▸ Aim of the exercise
The required output is the line that contains "the pale grey sky" plus every line after it in the listing below, copied exactly as it appears.
——————————
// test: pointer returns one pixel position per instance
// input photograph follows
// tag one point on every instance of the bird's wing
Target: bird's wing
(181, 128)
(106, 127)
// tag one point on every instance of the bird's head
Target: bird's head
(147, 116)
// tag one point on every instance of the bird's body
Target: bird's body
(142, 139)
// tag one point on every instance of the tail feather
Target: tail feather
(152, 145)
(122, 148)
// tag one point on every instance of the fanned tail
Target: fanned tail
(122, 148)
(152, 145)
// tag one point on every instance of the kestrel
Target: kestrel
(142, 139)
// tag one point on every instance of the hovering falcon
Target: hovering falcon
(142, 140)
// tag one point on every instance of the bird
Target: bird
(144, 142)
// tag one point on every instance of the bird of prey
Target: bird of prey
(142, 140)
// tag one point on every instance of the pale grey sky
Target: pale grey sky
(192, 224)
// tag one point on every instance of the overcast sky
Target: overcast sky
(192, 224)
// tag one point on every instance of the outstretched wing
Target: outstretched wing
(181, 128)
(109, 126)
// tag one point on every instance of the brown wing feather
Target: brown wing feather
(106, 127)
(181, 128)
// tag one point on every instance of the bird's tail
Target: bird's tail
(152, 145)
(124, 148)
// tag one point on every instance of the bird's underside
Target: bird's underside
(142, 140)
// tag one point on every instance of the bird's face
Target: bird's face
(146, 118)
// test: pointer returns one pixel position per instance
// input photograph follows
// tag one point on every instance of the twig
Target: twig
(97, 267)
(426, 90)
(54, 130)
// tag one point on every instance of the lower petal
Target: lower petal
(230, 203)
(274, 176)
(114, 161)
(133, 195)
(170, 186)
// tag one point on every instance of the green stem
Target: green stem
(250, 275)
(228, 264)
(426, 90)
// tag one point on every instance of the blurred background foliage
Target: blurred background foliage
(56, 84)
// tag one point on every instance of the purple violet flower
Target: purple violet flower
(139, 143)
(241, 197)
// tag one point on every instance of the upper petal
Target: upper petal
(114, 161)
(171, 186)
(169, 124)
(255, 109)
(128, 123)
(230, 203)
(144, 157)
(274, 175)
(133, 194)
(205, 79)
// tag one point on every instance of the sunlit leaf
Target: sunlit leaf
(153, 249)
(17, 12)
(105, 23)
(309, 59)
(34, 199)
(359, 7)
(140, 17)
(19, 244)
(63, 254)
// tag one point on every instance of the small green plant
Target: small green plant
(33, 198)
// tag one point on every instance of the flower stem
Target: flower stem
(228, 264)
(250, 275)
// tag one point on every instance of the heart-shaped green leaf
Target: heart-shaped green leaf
——————————
▸ Answer for the task
// tag one point on every instance of the pale grey sky
Target: pale grey sky
(192, 224)
// tag one point on every instance of the overcast sky
Target: overcast sky
(192, 224)
// tag one point on every instance of the outstretched wing
Target: outstretched wing
(181, 128)
(109, 126)
// tag one point on every instance of the brown wing feather
Target: brown wing feather
(106, 127)
(181, 128)
// tag one point on every instance of the bird's tail
Target: bird's tail
(152, 145)
(124, 148)
// tag one point on every instance of the bird's underside
Target: bird's underside
(142, 140)
// tag one point on every instance of the bird's face
Target: bird's face
(146, 118)
// test: pointer returns one pixel position per instance
// input photograph follows
// tag one point on every instance of the twig
Target: twig
(97, 267)
(426, 90)
(54, 130)
// tag one point on every instance of the lower petal
Target: lower petal
(230, 203)
(274, 176)
(114, 161)
(133, 195)
(170, 186)
// tag one point on every instance of the green stem
Target: green stem
(250, 275)
(228, 264)
(426, 90)
// tag one point on every instance of the blurred background foliage
Target: blurred background foliage
(56, 84)
// tag one point on every instance of the purple violet flower
Target: purple violet flower
(139, 143)
(241, 197)
// tag one point on every instance of the upper petal
Target: upper petal
(114, 161)
(171, 186)
(169, 124)
(255, 109)
(128, 123)
(230, 203)
(144, 157)
(274, 175)
(133, 194)
(205, 79)
// tag one point on every instance of the sunlit leaf
Target: sunlit leaf
(153, 249)
(17, 12)
(105, 23)
(309, 59)
(34, 199)
(359, 7)
(140, 17)
(19, 244)
(63, 254)
// tag one point on every instance of the small green plant
Target: small green plant
(33, 198)
// tag one point on every instance of the flower stem
Target: flower stem
(228, 264)
(250, 275)
// tag one point on every instance of the heart-shaped green leaf
Target: heart-shaped green leaf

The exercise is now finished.